Was erwartet wird
Trage aus der folgenden Auflistung alle Zeilen zusammen, in denen die Zeichenfolge „water“ vorkommt, und übernimm jede davon unverändert. Groß- und Kleinschreibung ist dabei zu beachten.

——

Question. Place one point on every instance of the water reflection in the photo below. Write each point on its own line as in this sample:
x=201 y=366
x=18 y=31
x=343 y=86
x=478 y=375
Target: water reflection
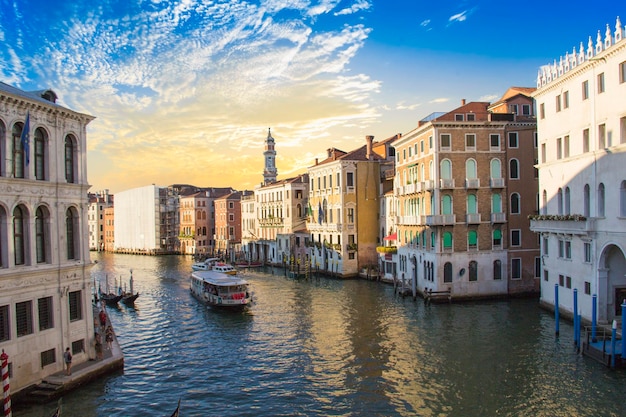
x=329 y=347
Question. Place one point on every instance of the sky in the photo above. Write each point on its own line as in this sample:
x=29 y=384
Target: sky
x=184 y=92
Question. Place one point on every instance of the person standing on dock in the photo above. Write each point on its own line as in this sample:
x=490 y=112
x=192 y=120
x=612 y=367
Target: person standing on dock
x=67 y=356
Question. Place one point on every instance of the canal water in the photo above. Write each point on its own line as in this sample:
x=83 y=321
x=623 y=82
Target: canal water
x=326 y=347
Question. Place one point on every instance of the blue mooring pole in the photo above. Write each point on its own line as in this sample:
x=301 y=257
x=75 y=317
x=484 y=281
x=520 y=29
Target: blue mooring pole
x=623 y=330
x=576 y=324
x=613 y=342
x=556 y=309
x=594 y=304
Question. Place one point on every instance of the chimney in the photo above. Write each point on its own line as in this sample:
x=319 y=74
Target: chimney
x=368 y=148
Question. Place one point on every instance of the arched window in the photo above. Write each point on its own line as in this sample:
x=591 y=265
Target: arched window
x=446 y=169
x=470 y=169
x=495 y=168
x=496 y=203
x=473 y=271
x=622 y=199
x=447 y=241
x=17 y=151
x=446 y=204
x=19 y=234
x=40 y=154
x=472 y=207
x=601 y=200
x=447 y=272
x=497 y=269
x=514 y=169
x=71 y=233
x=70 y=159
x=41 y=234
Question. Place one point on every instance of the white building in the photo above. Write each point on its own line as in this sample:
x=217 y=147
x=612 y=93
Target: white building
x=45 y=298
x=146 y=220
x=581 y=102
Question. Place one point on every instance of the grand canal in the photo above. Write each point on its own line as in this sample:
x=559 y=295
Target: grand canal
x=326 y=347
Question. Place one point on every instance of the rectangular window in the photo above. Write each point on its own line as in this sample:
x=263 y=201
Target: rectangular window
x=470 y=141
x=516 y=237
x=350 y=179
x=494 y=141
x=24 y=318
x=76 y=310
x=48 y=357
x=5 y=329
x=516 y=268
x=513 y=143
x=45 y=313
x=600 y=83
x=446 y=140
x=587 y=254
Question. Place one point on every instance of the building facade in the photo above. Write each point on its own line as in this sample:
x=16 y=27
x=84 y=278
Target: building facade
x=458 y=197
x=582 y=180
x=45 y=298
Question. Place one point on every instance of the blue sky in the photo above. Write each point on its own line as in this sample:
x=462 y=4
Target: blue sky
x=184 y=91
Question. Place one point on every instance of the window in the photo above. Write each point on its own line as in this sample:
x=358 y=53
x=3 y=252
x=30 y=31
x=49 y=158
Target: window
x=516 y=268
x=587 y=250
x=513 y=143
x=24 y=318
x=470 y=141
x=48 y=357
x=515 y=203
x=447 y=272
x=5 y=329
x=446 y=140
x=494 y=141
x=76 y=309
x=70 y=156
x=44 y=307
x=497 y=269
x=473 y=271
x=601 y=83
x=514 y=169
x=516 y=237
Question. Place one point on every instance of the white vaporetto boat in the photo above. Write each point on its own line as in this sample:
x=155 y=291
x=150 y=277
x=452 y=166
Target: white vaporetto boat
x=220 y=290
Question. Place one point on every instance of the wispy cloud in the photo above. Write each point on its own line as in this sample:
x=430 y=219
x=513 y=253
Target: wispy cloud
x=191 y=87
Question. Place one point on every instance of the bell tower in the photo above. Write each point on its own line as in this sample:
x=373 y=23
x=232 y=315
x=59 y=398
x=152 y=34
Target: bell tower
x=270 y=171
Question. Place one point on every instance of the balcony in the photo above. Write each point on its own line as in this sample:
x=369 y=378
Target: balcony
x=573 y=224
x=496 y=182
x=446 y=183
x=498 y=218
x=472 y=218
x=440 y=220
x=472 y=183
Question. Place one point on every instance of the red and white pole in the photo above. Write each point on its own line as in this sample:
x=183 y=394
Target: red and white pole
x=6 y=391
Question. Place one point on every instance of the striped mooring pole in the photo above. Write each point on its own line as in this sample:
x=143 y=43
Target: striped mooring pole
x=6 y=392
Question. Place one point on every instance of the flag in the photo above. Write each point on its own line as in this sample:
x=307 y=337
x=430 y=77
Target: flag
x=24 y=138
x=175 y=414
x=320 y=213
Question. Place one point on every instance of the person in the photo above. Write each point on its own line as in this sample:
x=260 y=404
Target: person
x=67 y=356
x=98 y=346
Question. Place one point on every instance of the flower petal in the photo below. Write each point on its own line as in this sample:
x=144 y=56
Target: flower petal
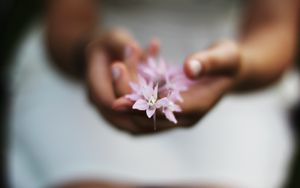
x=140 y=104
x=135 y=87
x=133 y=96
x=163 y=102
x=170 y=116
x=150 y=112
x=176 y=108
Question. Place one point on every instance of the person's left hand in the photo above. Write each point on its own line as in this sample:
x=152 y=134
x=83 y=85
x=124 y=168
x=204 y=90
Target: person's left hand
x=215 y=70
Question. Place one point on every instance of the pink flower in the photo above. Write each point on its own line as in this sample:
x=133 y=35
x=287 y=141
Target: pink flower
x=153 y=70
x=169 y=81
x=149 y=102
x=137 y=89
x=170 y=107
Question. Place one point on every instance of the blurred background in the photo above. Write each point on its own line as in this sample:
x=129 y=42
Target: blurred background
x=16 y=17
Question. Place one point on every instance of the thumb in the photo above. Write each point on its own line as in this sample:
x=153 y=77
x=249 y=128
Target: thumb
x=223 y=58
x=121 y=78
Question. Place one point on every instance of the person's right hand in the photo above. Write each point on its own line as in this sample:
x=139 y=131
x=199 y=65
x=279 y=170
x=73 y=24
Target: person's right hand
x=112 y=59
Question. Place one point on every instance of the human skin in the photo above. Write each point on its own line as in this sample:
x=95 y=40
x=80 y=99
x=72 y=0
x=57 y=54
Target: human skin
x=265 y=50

——

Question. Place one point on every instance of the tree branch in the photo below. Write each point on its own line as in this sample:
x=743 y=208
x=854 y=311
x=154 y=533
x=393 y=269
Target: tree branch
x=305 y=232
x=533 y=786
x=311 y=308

——

Lösung dieser Aufgabe
Question. Place one point on every instance of the water reflection in the photo below. Write each point on its own line as in this sample:
Target: water reflection
Question. Place one point on every instance of the canal water in the photo above. Write each point on its own line as in this sample:
Target: canal water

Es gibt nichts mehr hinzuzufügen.